• _Data for this exercise_:

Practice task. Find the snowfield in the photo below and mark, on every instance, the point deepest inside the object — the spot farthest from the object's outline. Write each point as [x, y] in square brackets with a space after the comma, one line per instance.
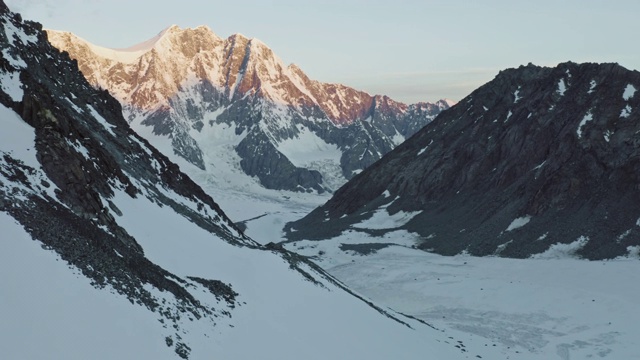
[552, 308]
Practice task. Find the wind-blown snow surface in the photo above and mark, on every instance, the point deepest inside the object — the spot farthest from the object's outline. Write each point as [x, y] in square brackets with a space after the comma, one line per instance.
[50, 310]
[545, 309]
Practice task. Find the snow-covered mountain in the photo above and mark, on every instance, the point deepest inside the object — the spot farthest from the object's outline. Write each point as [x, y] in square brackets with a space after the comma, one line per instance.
[539, 159]
[210, 100]
[107, 250]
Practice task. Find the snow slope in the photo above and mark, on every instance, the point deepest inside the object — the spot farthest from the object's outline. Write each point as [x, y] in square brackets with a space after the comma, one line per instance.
[83, 258]
[542, 309]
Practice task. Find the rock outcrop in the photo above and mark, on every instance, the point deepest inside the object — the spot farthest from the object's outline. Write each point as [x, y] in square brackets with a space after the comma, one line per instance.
[535, 158]
[185, 81]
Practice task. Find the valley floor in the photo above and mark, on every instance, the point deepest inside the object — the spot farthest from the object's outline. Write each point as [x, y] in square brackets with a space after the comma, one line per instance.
[554, 308]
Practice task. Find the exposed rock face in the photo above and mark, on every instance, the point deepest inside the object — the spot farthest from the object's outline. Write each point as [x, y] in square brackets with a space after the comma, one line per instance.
[185, 81]
[87, 153]
[536, 157]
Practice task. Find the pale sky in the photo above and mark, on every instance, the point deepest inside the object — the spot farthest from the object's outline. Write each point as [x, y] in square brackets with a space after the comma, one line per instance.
[410, 50]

• _What you need to do_: Output each line of the records exactly. Any picture is skipped.

• _Reply_:
Practice task. Find the snowfield in the photo below and mark, on every instance, the point deepest inside the object — the spot farthest from the object's outline. Write each point as [x, y] in square brackets with a space after the comma, one line per instance.
[552, 308]
Practice task. Find the wind-blown snow surface in the photo above and mark, on every instance, the point deepest inside the object — the spot farthest from the object's outline. Write each point as [x, y] in square brackets with a space after the comma, one line per instance.
[50, 310]
[545, 309]
Practice task. Find the snow-covered mountain in the photo above and mark, on every instance, the point deepest inside the object — the spot farthest from the object's outline. Write each point as [x, y] in square brackets with a space after the comma, one line per instance.
[539, 159]
[210, 100]
[107, 250]
Practice task. Find the snow slope in the photo above and mark, on every instance, the point deepest inside the object — the spot farthest from the object's outline. Write each point as [x, y] in square brackets with a space after the comma, one line per instance.
[83, 258]
[542, 309]
Practice task. Find the rock outcrop in the photo above and mark, on every instance, the point deepest inside the object — the spot farthest from the object's outline. Write each point as [x, y] in square brackets with a space after the comma, one line per instance.
[535, 158]
[185, 81]
Practice task. Find the valley floor in the photo above and mark, on every instance, the point deepest inside the object — the spot farthest from the object's outline. Write each point as [x, y] in square brackets with a space after the comma, one line per instance.
[554, 308]
Practice task. Find the exposed rock face in the photo above and mark, on every instance, the point deepest inside the object — the spot farthest from the object's outline. Write each point as [x, y] in square brackets with a space after the comma, one line per instance.
[185, 81]
[87, 153]
[536, 157]
Practice task. Find the pale sky in the photo above and mark, on every instance, the point deepest inside the object — the spot farthest from the object's outline. Write each point as [x, y] in square brackets with a space after the comma, one line per instance.
[410, 50]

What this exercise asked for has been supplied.